» **WHAT YOU ARE ASKED TO DO**
State the number of lines in the following data that include the word "below", with no other text.

» **RECORDS SHOWN**
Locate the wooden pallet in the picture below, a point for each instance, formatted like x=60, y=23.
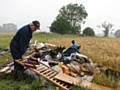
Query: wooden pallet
x=49, y=74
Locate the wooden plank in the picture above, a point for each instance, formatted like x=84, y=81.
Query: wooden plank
x=68, y=79
x=4, y=69
x=54, y=82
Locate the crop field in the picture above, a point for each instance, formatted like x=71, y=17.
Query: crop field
x=103, y=51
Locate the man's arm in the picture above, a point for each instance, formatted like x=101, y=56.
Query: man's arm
x=24, y=42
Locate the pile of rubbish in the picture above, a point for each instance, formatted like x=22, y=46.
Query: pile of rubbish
x=60, y=65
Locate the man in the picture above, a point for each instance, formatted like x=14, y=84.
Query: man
x=20, y=43
x=74, y=45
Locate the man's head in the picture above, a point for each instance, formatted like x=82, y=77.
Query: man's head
x=73, y=41
x=35, y=25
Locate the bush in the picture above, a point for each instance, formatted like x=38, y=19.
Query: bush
x=88, y=32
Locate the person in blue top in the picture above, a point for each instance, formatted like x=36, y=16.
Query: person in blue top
x=20, y=43
x=74, y=45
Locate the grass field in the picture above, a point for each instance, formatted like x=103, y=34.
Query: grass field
x=105, y=51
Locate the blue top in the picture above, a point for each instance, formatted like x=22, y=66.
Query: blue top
x=75, y=46
x=20, y=41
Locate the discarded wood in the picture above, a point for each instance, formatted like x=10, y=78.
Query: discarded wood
x=4, y=69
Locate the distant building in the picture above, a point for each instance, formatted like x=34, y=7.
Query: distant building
x=9, y=27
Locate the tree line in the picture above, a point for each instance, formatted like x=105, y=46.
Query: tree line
x=70, y=18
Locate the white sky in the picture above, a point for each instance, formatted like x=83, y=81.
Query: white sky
x=22, y=12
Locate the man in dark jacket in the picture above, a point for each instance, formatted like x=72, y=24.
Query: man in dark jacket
x=20, y=43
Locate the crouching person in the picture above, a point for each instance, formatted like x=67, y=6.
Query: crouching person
x=19, y=45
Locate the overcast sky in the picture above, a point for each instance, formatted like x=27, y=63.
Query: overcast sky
x=22, y=12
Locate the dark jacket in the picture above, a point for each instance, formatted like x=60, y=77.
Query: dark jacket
x=20, y=42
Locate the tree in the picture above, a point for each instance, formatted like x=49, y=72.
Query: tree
x=88, y=32
x=74, y=14
x=107, y=28
x=61, y=26
x=117, y=33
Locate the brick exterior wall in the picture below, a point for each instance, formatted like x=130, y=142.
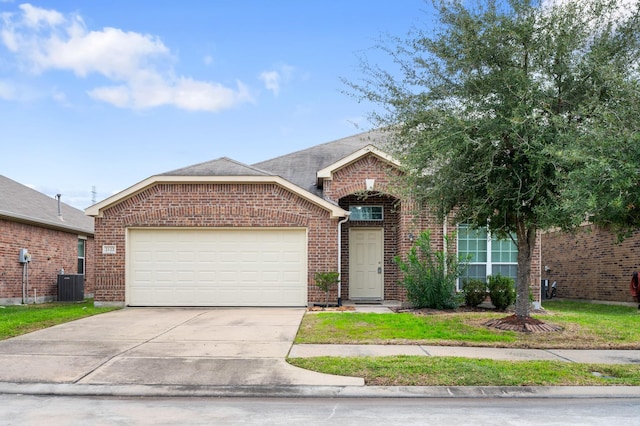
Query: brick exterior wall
x=269, y=205
x=211, y=205
x=591, y=264
x=50, y=251
x=402, y=218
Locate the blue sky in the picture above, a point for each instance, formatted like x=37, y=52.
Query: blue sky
x=108, y=93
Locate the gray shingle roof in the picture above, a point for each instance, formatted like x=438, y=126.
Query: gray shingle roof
x=301, y=167
x=21, y=203
x=221, y=167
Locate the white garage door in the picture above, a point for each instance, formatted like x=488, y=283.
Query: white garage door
x=217, y=267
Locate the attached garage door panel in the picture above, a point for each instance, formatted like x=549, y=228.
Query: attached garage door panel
x=217, y=267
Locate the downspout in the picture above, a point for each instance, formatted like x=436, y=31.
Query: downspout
x=340, y=223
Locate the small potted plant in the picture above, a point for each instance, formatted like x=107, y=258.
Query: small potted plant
x=326, y=280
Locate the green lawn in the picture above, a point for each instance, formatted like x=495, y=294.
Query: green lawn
x=584, y=326
x=451, y=371
x=20, y=319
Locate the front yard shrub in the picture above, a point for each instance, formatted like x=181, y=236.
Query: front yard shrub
x=501, y=291
x=475, y=292
x=326, y=280
x=430, y=275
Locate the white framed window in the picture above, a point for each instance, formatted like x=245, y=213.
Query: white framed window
x=370, y=213
x=489, y=255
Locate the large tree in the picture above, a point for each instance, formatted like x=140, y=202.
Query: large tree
x=504, y=113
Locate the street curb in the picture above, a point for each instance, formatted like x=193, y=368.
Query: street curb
x=277, y=391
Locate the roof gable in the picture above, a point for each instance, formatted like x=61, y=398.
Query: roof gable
x=97, y=209
x=301, y=167
x=327, y=172
x=23, y=204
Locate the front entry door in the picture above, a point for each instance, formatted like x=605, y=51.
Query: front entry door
x=366, y=255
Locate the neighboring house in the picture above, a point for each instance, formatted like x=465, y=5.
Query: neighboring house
x=54, y=234
x=223, y=233
x=591, y=264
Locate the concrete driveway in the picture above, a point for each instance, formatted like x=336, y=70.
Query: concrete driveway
x=165, y=346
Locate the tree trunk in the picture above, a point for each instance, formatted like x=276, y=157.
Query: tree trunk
x=526, y=244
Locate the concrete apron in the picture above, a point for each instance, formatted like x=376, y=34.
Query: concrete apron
x=165, y=346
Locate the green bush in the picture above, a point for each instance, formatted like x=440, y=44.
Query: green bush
x=429, y=276
x=501, y=291
x=475, y=292
x=326, y=280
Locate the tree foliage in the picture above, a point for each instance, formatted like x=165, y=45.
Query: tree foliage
x=509, y=114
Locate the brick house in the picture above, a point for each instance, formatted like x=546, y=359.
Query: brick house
x=591, y=264
x=223, y=233
x=56, y=235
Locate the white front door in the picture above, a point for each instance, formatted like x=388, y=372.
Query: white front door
x=366, y=255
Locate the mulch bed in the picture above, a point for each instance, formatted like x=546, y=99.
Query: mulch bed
x=331, y=308
x=509, y=323
x=522, y=324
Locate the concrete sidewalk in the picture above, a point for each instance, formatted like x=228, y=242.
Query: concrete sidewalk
x=235, y=352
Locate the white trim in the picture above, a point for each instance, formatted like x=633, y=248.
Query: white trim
x=327, y=172
x=97, y=209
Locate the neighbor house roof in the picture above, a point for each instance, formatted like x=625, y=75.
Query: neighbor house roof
x=20, y=203
x=301, y=167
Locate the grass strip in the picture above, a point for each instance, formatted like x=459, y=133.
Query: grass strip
x=584, y=326
x=454, y=371
x=21, y=319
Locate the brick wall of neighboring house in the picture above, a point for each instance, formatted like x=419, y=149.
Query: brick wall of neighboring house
x=211, y=205
x=591, y=265
x=51, y=250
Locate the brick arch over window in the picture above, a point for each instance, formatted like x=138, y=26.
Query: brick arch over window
x=351, y=179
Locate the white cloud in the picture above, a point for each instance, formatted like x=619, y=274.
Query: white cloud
x=138, y=65
x=274, y=79
x=271, y=81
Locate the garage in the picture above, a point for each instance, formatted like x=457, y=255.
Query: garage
x=216, y=267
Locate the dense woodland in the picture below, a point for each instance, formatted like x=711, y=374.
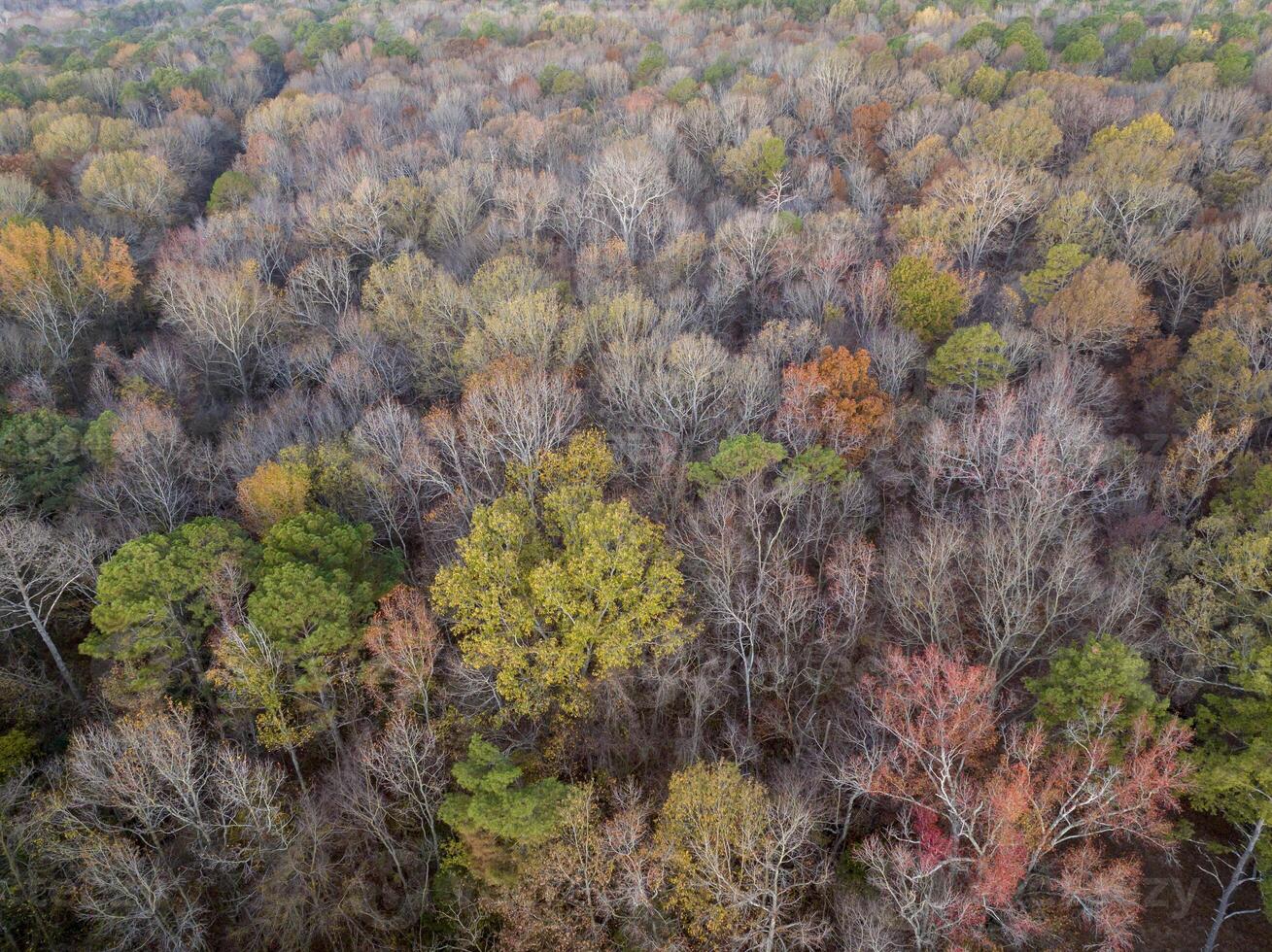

» **TASK RESPONSE**
3